== Data section ==
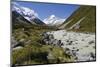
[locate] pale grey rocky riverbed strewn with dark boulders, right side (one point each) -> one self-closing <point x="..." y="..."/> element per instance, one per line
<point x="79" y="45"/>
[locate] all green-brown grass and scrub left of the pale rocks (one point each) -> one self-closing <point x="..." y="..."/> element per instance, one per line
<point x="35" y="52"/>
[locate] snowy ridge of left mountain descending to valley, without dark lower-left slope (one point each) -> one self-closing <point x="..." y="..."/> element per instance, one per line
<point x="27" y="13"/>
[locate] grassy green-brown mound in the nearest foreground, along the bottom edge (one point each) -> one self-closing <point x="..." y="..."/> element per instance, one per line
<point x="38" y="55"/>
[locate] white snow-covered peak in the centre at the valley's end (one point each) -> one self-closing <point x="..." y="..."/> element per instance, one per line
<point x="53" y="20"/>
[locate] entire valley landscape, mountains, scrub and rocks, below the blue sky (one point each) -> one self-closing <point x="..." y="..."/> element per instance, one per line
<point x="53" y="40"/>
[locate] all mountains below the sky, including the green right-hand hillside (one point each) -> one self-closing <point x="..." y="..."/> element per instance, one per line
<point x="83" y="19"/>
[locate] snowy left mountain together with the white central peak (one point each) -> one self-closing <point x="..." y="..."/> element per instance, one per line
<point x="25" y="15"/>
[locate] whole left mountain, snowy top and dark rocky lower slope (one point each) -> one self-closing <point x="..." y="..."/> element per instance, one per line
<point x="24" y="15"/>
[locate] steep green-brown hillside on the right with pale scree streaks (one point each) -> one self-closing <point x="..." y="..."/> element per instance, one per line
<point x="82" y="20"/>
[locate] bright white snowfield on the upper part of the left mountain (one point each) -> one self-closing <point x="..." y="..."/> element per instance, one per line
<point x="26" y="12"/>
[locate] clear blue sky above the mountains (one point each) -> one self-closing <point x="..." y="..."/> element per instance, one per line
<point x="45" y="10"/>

== Assignment ==
Retype all entries exactly as they appear, dropping the images.

== Written response ==
[locate] pale grey rocky riverbed strewn with dark boulders, right side (one point each) -> one self-closing <point x="..." y="..."/> element per instance, one per line
<point x="79" y="45"/>
[locate] all green-brown grass and scrub left of the pale rocks (one point each) -> one self-closing <point x="..." y="..."/> element per instance, one per line
<point x="35" y="52"/>
[locate] snowy ridge of left mountain descending to valley, without dark lower-left slope (one point each) -> one self-closing <point x="..." y="..."/> element per instance, one per line
<point x="27" y="13"/>
[locate] grassy green-brown mound in the nearest foreground, along the bottom edge (one point each) -> one self-closing <point x="..." y="..."/> element per instance, one per line
<point x="38" y="55"/>
[locate] white snow-covered peak in the centre at the valley's end (one point each) -> one self-closing <point x="..." y="..."/> element per instance, one per line
<point x="53" y="20"/>
[locate] entire valley landscape, mountains, scrub and rocks, below the blue sky (one point each) -> one self-closing <point x="..." y="..."/> element per instance, one per line
<point x="53" y="40"/>
[locate] all mountains below the sky, including the green right-hand hillside (one point each) -> one self-closing <point x="..." y="..."/> element per instance, one per line
<point x="83" y="19"/>
[locate] snowy left mountain together with the white central peak (one point each) -> one self-closing <point x="..." y="..."/> element per instance, one per line
<point x="25" y="15"/>
[locate] whole left mountain, snowy top and dark rocky lower slope (one point each) -> one self-closing <point x="..." y="..."/> element per instance, one per line
<point x="24" y="15"/>
[locate] steep green-brown hillside on the right with pale scree streaks (one point each) -> one self-closing <point x="..." y="..."/> element per instance, one per line
<point x="82" y="20"/>
[locate] bright white snowfield on the upper part of the left mountain (one point each) -> one self-closing <point x="..." y="..."/> element per instance, one per line
<point x="26" y="12"/>
[locate] clear blue sky above the mountains (one point each) -> one self-closing <point x="..." y="..."/> element per instance, one per line
<point x="45" y="10"/>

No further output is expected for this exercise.